Excerpt provided:
An RAG (Retriever-Generator) pipeline comprises two core components: a retriever and a generator. In this setup, the retriever functions as a vector store, while the generator is typically an AI model, often an LLM. Their collaboration involves the retriever’s task of extracting pertinent data from the vector store based on the question, followed by the generator’s role in crafting the answer.
Thus, you would want to use an RAG pipeline to generate the SQL queries instead of sharing sensitive data with the LLM layer. However, RAG pipelines tend to be slow and are not as accurate as prompt engineering. The process of storing the data in a vector store and then retrieving the data from the vector store is time-consuming. After that, LLMs tend to hallucinate a lot.
Neak builds up on the LlamaIndex query engine and tries to solve this performance issue. It tries to reduce the time taken to generate SQL queries using RAG pipelines and reduce the hallucinations.
Neak achieves this by:
Using Llama Index’s chunking engine, the schema of the database is chunked. The chunk size is set to a single table. This ensures that no sensitive data is leaked.
The chunks of the Postgres database may look something like this:
{
"public": {
"departments": [
// chunk 1 in raw text
{
"columnName": "department_id",
"dataType": "integer",
"isNullable": "NO",
"default": "nextval('departments_department_id_seq'::regclass)",
"udtName": "int4",
"udtSchema": "pg_catalog"
},
// chunk 2 in raw text
{
"columnName": "department_name",
"dataType": "character varying",
"isNullable": "NO",
"default": null,
"udtName": "varchar",
"udtSchema": "pg_catalog"
}
],
"employees": [
{
"columnName": "employee_id",
"dataType": "integer",
"isNullable": "NO",
"default": "nextval('employees_employee_id_seq'::regclass)",
"udtName": "int4",
"udtSchema": "pg_catalog"
},
....
The data is chunked only while initializing the engine. Once the chunking process is complete, the chunks are stored in an in-memory vector store. The vector store is then used to retrieve the data.
The generator converts the query into sub-queries, answers each query asynchronously and then combines the results to generate the final SQL query.

Items from a dataset:
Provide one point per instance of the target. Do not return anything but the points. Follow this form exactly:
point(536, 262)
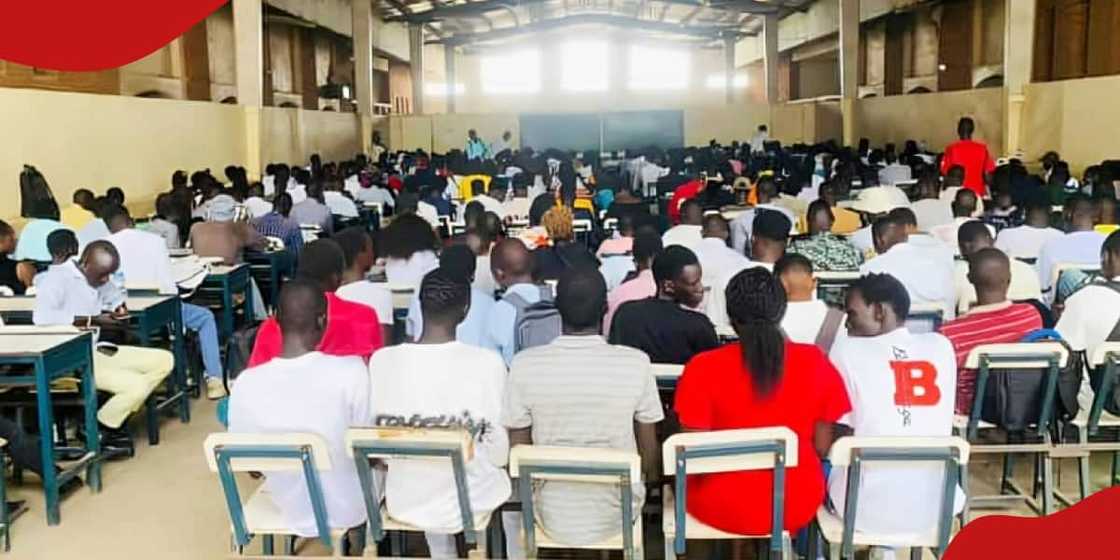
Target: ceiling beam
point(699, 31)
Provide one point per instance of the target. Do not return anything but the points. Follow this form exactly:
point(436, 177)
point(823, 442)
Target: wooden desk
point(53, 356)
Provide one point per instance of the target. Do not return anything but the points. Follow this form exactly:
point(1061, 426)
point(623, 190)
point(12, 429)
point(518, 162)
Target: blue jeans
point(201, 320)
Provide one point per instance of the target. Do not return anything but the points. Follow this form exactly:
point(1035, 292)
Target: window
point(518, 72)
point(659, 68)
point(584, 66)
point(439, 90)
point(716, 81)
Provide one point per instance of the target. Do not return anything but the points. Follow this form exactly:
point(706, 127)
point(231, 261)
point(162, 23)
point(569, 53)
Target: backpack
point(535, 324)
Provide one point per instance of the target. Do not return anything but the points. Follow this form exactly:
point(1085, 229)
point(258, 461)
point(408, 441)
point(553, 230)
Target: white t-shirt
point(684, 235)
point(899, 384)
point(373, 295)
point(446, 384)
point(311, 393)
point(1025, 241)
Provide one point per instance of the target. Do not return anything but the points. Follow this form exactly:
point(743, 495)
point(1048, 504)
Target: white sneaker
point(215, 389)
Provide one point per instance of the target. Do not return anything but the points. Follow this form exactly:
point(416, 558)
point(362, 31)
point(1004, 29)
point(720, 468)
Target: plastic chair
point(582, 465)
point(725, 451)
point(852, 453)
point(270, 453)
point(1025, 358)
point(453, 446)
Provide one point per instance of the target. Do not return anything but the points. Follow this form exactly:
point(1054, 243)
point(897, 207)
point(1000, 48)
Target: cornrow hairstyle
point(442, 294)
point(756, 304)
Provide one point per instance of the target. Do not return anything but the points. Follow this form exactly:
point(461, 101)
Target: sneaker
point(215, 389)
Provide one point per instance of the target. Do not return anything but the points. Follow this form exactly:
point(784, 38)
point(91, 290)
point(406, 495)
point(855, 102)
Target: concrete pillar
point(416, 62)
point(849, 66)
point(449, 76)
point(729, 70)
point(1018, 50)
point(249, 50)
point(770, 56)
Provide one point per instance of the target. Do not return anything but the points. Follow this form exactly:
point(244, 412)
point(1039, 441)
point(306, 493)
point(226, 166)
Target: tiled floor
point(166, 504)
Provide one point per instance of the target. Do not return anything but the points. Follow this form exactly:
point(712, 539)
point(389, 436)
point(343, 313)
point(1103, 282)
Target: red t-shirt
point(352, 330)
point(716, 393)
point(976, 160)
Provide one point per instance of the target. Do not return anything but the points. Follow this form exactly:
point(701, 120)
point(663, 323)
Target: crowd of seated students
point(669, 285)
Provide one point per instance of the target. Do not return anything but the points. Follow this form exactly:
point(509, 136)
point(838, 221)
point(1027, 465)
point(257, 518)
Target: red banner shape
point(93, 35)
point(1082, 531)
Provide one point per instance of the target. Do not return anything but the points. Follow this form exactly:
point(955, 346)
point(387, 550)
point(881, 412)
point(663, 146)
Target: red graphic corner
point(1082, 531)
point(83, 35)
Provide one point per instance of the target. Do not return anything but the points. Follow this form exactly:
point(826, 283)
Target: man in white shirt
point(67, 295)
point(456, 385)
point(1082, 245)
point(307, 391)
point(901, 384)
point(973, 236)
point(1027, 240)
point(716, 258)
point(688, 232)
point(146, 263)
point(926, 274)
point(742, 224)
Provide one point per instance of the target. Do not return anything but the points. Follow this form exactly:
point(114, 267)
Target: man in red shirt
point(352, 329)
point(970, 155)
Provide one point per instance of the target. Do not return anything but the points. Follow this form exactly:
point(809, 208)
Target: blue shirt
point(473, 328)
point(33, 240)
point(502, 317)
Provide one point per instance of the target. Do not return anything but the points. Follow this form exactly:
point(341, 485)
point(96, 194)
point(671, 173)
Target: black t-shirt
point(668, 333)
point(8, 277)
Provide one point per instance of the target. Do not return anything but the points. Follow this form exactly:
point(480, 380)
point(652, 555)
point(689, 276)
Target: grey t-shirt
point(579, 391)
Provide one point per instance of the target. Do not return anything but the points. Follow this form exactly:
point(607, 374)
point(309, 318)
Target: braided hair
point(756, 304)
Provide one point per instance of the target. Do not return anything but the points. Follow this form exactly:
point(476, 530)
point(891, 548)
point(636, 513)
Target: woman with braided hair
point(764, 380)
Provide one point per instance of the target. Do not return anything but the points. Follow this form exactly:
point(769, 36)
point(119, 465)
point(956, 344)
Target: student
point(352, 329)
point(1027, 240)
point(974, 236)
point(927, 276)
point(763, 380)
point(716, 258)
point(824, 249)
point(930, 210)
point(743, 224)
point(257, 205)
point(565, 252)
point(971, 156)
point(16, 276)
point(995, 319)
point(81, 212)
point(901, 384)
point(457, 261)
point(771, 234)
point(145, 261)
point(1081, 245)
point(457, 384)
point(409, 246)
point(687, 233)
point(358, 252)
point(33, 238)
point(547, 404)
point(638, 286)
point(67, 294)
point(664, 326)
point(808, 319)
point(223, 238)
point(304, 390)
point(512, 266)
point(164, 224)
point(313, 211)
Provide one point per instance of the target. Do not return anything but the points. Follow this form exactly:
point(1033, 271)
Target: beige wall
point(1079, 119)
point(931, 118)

...

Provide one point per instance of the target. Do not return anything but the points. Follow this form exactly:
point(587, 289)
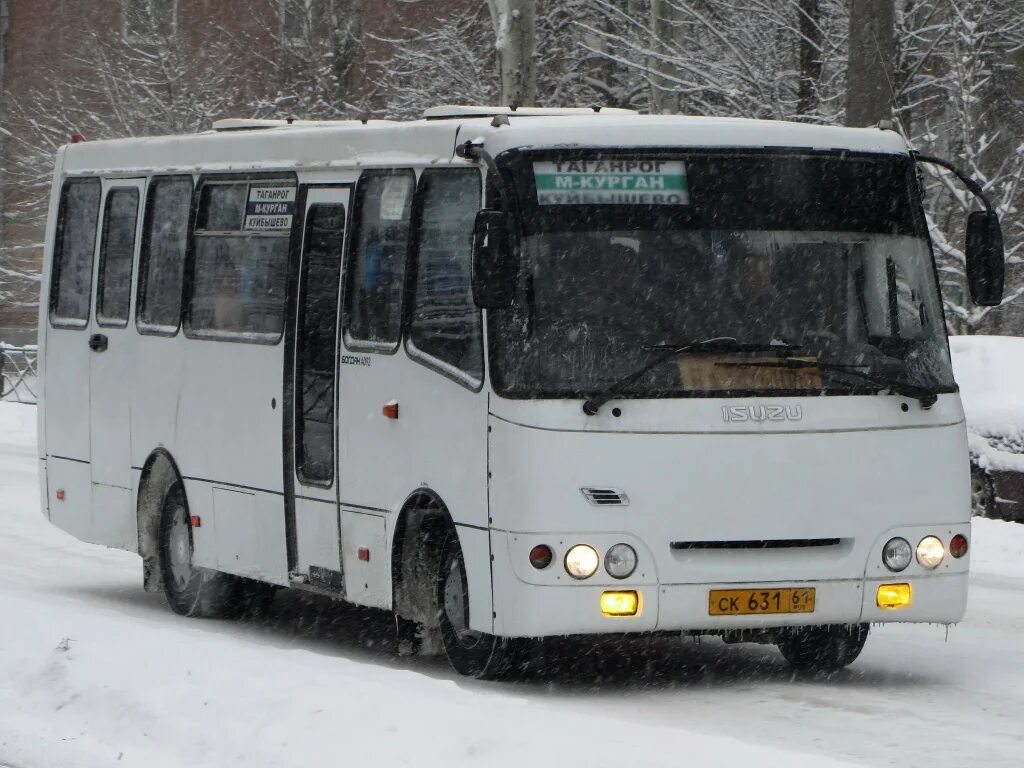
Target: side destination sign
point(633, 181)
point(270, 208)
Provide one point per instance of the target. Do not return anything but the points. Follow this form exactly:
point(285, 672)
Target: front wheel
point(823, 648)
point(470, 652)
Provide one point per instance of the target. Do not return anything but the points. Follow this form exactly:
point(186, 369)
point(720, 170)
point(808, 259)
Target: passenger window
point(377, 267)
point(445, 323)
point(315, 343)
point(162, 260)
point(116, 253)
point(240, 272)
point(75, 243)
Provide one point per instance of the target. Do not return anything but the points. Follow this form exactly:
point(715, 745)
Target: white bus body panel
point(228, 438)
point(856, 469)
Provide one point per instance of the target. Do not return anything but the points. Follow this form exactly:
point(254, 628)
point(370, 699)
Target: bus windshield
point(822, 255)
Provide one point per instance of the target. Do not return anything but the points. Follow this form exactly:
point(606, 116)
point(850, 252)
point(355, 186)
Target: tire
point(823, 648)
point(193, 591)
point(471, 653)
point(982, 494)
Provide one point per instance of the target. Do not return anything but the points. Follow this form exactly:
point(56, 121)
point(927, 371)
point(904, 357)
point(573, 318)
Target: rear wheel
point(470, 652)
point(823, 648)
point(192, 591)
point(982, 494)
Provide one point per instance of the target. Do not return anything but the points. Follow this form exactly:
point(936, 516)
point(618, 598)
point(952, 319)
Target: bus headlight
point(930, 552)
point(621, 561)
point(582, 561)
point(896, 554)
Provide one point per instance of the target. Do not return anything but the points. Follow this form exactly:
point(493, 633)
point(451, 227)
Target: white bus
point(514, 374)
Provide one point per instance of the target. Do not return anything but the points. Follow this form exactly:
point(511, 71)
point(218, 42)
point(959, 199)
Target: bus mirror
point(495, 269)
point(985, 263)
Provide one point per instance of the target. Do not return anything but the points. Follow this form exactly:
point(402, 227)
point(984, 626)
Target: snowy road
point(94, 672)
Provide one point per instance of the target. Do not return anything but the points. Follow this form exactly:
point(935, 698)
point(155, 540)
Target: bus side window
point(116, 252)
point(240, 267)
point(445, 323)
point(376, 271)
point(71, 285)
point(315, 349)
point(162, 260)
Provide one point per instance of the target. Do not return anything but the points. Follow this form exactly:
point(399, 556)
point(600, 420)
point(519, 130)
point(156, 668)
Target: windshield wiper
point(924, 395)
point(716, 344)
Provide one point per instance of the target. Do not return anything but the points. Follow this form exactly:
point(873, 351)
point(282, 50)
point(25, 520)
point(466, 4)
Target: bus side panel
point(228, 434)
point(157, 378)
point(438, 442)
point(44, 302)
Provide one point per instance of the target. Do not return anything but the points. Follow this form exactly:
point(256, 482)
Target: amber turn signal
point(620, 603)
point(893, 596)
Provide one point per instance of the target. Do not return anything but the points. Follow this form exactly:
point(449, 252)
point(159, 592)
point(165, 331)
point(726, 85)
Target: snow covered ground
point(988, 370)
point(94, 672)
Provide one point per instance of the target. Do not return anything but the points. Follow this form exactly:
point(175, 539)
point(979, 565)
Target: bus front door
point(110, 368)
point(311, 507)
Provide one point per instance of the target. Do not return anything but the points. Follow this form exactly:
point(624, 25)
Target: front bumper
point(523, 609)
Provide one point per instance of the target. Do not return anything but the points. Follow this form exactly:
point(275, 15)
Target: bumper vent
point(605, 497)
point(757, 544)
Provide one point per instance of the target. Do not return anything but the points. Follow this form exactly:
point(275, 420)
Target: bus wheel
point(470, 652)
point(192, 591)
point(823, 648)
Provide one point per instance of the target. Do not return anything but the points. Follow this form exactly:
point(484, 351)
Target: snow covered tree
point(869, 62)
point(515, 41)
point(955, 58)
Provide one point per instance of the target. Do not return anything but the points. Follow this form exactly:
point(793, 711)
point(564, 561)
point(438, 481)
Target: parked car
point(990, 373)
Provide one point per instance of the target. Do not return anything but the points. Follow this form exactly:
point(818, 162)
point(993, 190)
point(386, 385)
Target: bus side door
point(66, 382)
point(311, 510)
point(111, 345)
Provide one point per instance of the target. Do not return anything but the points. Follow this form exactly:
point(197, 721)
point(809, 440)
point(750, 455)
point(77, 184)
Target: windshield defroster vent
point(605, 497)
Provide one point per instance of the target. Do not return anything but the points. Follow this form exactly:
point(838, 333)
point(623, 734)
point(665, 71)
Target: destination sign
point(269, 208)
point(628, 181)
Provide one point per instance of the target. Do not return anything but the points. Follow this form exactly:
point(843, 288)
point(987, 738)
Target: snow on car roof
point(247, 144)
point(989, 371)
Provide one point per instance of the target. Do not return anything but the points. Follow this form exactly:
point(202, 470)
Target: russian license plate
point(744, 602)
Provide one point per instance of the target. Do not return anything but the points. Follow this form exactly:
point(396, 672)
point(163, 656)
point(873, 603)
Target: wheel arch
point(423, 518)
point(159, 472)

Assignment:
Continue the passage on Neak and RAG pipelines for SQL generation, picking up after its last sentence.

Output below:
A question like “How many active employees are there with age more than 45 and working in the education sector, and are eligible for a bonus?” is converted into sub-queries like:
“how many active employees are there with age more than 45?”
“how many active employees are there working in the education sector?”
“how many active employees are there eligible for a bonus?”
The sub queries are then answered asynchronously and the results are combined to generate the final SQL query.
RAG pipelines are not perfect. Neak is a fine model, but not ready for production yet. It is in a nascent stage and requires a lot of refinement. Some of the issues that I faced are:
While better alternatives like Defog’s SQLcoder, which operates locally using Huggingface’s transformers, resolve data leakage concerns, their complex setup poses usability. For an average person, setting up an AI model to run locally is not easy.
Technically, the most apt way to generate SQL queries is using RAG pipelines with fine-tuned models. While this is a more challenging approach, it is also the most accurate and secure. Neak is merely a bleak attempt to solve this. It is a work in progress and requires a lot of refinement. in the future, I plan to follow an approach similar to Defog’s SQL coder: fine-tuning open-source LLMs and then using them to generate SQL queries using the Llama Index based Neak’s approeach: a sub-querying engine.